> _Extrait source_:
┏━━
3 – Quelques résultats

La parcelle est visitée régulièrement : 674 visites (du 23/03/95 à fin 2010) d’une durée variable, au minimum 30 minutes (parcours Tendances tous les deux mois). Toutes les données ont été cartographiées et stockées en attendant une synthèse globale.

3.1 – Avifaune

Sur les 116 espèces notées au moins une fois au cours des sorties (bilan non à jour fin 2010), 92 ont été vues ou entendues posées dans l’espace de la réserve (2 ha), soit près de 80 %. Les 24 autres correspondent surtout à des déplacements dans l’axe de la vallée, échanges entre la baie du Mont Saint Michel et les grandes prairies situées en amont : courlis cendré, courlis corlieu, barge à queue noire, chevalier gambette, busard Saint Martin, etc. La migration voit passer vers le sud le pipit des arbres, le serin cini, le gros bec, etc. mais l’observation de la migration des passereaux n’est pas facilitée par la topographie des lieux. Le coucou, le freux, nicheurs locaux, n’ont pas été notés sur la réserve.
┗━━
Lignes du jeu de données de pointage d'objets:
┏━━
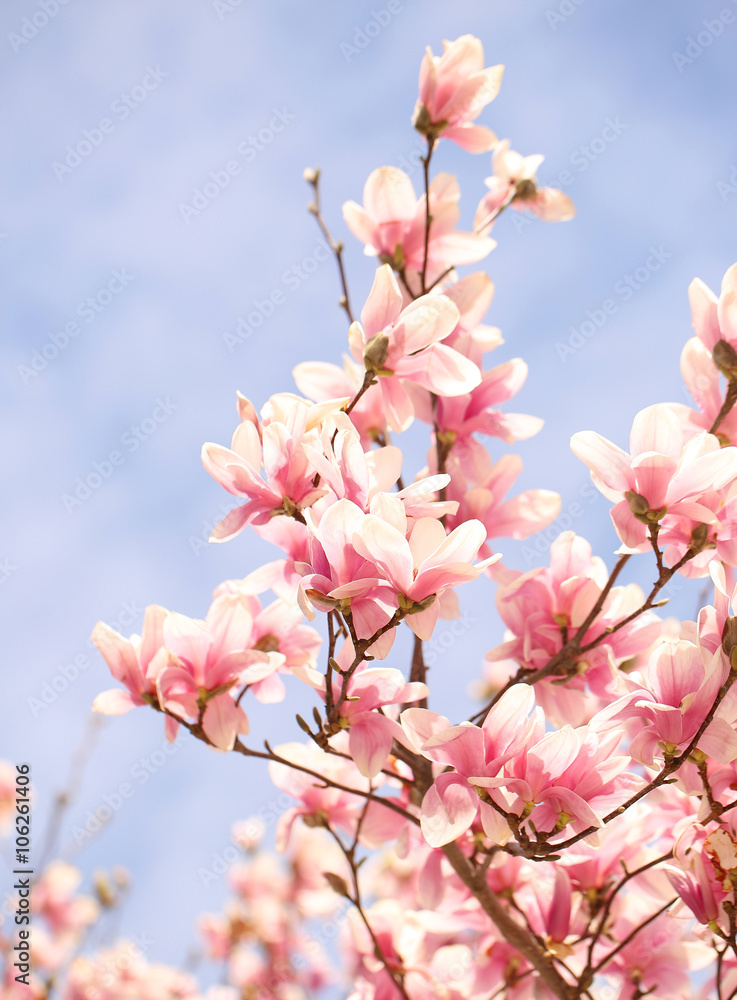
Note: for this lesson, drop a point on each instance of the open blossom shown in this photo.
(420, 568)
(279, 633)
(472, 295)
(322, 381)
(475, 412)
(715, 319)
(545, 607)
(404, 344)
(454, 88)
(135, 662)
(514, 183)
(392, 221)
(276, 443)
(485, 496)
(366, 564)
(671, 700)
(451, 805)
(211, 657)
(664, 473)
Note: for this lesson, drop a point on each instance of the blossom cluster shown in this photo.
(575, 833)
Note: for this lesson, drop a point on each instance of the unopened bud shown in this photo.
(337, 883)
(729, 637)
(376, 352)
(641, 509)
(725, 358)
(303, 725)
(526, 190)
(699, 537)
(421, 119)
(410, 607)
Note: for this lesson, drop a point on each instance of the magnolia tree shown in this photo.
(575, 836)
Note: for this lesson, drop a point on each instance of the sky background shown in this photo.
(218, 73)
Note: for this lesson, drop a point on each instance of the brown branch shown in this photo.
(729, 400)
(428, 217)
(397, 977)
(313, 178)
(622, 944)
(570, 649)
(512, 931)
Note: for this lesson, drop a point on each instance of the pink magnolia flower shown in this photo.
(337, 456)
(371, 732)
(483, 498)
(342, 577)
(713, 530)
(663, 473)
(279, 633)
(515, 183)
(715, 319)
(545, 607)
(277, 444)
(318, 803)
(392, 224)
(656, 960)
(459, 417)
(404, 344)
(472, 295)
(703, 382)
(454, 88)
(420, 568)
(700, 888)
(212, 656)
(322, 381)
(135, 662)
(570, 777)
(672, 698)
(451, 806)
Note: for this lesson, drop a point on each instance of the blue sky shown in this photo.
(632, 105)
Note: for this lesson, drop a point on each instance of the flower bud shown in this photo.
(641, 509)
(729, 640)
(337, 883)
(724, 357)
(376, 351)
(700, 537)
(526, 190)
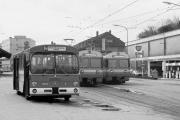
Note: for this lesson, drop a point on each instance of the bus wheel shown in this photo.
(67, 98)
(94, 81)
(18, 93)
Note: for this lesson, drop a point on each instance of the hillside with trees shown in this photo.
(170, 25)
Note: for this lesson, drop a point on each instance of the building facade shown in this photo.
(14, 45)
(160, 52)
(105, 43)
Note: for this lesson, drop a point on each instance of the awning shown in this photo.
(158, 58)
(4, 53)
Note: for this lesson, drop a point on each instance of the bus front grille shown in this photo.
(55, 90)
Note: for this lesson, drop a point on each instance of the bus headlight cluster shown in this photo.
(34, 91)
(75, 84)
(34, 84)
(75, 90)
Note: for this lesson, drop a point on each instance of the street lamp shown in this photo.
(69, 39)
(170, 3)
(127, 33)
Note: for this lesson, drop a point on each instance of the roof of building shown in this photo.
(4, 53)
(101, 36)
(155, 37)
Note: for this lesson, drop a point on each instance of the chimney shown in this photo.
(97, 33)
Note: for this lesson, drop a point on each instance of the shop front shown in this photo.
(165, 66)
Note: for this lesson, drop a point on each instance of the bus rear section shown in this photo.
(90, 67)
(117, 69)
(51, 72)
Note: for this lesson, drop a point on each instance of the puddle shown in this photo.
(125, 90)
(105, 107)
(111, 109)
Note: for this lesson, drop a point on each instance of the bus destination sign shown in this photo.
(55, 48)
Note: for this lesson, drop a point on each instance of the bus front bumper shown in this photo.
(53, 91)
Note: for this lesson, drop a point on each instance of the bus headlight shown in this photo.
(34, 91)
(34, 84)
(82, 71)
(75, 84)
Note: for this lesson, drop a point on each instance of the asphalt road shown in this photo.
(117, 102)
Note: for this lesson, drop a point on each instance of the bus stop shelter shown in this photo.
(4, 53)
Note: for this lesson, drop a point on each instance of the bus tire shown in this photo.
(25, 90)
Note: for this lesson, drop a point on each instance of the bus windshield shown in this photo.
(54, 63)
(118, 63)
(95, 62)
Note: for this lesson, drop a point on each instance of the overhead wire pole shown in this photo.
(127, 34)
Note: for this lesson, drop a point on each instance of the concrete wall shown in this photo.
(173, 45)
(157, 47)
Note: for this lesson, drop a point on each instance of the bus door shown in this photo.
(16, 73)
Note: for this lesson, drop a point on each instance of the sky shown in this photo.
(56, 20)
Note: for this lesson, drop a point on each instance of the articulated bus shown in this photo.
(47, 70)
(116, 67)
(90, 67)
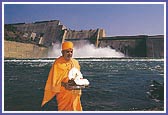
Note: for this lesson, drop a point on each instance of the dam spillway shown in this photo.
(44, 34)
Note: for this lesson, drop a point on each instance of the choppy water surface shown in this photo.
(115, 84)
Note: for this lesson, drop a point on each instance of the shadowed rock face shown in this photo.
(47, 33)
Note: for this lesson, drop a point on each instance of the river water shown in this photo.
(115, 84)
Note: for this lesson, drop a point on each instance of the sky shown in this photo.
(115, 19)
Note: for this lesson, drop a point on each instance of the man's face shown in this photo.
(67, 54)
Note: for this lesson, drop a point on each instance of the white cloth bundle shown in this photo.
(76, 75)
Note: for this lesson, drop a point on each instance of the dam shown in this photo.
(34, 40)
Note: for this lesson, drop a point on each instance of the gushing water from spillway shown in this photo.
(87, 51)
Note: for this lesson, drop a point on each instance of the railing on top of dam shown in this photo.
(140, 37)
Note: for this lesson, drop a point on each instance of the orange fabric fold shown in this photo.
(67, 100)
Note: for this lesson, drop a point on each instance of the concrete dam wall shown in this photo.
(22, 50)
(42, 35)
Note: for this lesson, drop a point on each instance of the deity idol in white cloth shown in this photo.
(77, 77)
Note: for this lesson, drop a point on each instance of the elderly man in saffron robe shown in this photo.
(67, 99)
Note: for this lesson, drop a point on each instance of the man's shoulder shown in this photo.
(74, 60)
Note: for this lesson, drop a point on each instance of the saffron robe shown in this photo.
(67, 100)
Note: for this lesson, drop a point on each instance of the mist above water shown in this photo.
┗━━
┏━━
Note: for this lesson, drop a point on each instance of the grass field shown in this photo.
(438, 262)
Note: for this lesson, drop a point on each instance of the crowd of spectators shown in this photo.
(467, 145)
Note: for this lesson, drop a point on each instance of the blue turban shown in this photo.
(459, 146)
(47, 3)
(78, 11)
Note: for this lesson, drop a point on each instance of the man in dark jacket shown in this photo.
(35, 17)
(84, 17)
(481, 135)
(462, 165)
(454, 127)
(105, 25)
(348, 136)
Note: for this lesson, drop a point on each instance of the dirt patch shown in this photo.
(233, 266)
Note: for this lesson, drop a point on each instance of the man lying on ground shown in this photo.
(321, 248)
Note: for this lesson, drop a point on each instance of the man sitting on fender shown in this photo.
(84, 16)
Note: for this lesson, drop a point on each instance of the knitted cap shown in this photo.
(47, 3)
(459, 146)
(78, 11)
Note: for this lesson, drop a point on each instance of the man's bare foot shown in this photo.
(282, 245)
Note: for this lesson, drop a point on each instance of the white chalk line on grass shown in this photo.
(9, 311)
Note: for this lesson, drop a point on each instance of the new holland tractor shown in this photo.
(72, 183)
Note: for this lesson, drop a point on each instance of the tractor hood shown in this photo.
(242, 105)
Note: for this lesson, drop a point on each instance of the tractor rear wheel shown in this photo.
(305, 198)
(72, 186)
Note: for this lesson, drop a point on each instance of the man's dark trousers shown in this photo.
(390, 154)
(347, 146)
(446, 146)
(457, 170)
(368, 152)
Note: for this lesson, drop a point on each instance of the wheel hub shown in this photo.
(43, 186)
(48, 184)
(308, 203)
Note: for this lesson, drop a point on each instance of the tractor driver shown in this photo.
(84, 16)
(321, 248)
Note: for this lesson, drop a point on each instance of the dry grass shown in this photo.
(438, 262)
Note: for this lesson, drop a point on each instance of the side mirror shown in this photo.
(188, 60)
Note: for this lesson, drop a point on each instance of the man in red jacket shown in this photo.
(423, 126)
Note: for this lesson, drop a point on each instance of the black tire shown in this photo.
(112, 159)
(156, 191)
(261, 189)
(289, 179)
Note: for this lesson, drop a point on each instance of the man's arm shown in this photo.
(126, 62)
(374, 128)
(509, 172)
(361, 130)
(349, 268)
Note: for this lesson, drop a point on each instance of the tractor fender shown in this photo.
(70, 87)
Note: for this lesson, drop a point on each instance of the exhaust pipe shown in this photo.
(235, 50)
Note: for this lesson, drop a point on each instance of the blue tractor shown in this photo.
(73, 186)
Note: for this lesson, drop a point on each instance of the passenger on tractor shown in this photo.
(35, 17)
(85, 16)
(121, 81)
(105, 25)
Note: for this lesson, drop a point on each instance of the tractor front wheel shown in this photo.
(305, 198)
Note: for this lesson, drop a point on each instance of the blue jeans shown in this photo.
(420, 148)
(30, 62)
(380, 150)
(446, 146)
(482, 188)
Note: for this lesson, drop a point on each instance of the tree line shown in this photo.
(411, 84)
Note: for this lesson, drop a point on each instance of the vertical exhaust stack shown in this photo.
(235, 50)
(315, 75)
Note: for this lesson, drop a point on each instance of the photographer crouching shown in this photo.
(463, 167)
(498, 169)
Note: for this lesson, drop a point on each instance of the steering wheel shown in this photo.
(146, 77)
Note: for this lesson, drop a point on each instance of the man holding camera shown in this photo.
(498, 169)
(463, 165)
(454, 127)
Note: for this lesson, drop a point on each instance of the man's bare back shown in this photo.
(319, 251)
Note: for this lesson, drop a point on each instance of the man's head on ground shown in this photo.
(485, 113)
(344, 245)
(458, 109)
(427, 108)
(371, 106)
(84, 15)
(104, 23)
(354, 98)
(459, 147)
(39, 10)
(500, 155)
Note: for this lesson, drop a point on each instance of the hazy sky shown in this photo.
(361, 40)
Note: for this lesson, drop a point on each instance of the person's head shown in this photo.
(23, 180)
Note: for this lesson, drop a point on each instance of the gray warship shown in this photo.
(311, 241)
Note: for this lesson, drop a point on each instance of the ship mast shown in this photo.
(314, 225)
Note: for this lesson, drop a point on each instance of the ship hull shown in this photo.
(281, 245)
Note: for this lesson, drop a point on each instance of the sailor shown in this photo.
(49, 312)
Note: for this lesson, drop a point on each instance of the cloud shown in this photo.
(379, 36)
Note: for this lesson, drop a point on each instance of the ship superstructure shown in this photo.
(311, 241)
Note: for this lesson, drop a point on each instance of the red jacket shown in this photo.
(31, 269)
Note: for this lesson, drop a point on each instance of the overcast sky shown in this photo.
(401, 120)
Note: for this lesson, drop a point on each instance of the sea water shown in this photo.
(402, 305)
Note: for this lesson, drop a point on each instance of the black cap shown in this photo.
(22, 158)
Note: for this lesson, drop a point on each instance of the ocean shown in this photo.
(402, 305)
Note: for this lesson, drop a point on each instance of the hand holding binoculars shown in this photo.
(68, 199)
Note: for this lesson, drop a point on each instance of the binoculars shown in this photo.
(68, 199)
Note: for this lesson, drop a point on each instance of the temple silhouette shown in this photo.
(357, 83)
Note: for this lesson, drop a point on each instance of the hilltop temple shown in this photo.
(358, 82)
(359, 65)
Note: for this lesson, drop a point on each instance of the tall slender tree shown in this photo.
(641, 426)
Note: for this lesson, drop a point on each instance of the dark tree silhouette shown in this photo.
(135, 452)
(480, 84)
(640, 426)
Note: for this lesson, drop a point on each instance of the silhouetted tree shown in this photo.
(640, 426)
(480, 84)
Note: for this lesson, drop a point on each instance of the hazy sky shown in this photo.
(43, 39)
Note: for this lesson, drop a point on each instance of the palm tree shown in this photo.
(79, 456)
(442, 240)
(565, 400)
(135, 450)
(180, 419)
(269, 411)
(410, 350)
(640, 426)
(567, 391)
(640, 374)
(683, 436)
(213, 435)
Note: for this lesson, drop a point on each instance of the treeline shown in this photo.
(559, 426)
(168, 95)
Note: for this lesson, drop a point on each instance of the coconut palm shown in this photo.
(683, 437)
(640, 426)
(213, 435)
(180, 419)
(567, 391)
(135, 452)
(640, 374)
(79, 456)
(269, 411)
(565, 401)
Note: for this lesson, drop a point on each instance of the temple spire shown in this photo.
┗━━
> _Exercices_:
1 – Traduisez en anglais, s'il vous plaît, cette phrase de l'extrait sur les oiseaux de la réserve : « Le coucou, le freux, nicheurs locaux, n’ont pas été notés sur la réserve. »
2 – Poursuivez l'extrait sur les oiseaux de la réserve après sa dernière phrase.

> _Réponses par exercice_:
1 – The cuckoo and the rook, local breeders, have not been recorded on the reserve.

2 –
L’absence des « grands limicoles » (courlis, barges) est un bon marqueur de la nuance locale qui existe entre les grandes parcelles, autrefois humides, et le petit parcellaire de pâturages enclos de haies, le tout en zone inondable (lit majeur de la Sée). Dans les deux cas, l’évolution a été la même, à savoir l’évacuation rapide des eaux de surface vers le cours d’eau. L’arasement de nombreuses haies lors du remembrement de la commune, en particulier celles qui barraient la vallée et freinaient l’écoulement des eaux, a aussi simplifié et asséché le milieu.

Au cours des quinze années du suivi, deux espèces nicheuses ont disparu : le pouillot fitis et l’hypolaïs polyglotte. On peut considérer que le premier n’a fait que suivre le déclin général de l’espèce ailleurs en Normandie : le couple a niché jusqu’en 1996. Le territoire était établi sur le secteur de haie élargie par la saulaie couchée. En 1997, le mâle s’est cantonné sans suite. Par la suite, l’espèce est notée au double passage, de plus en plus rarement d’ailleurs pour ne plus être observée du tout en 2003. Le couple nicheur de 1996 fut le dernier connu de la basse vallée de la Sée. Le mâle était bien identifié par un chant mixte véloce – fitis noté dès 1995. Quant à l’hypolaïs, en 1995, elle niche sur le secteur de haie basse de boutures de saules plantée deux ans auparavant. En 1995, deux couples sont même cantonnés. Aucun nicheur ne s’installera les années suivantes. L’espèce est très localisée en vallée de Sée (4 sites connus). On peut considérer que la croissance de la haie de la réserve est ici l’explication logique de la disparition de l’espèce.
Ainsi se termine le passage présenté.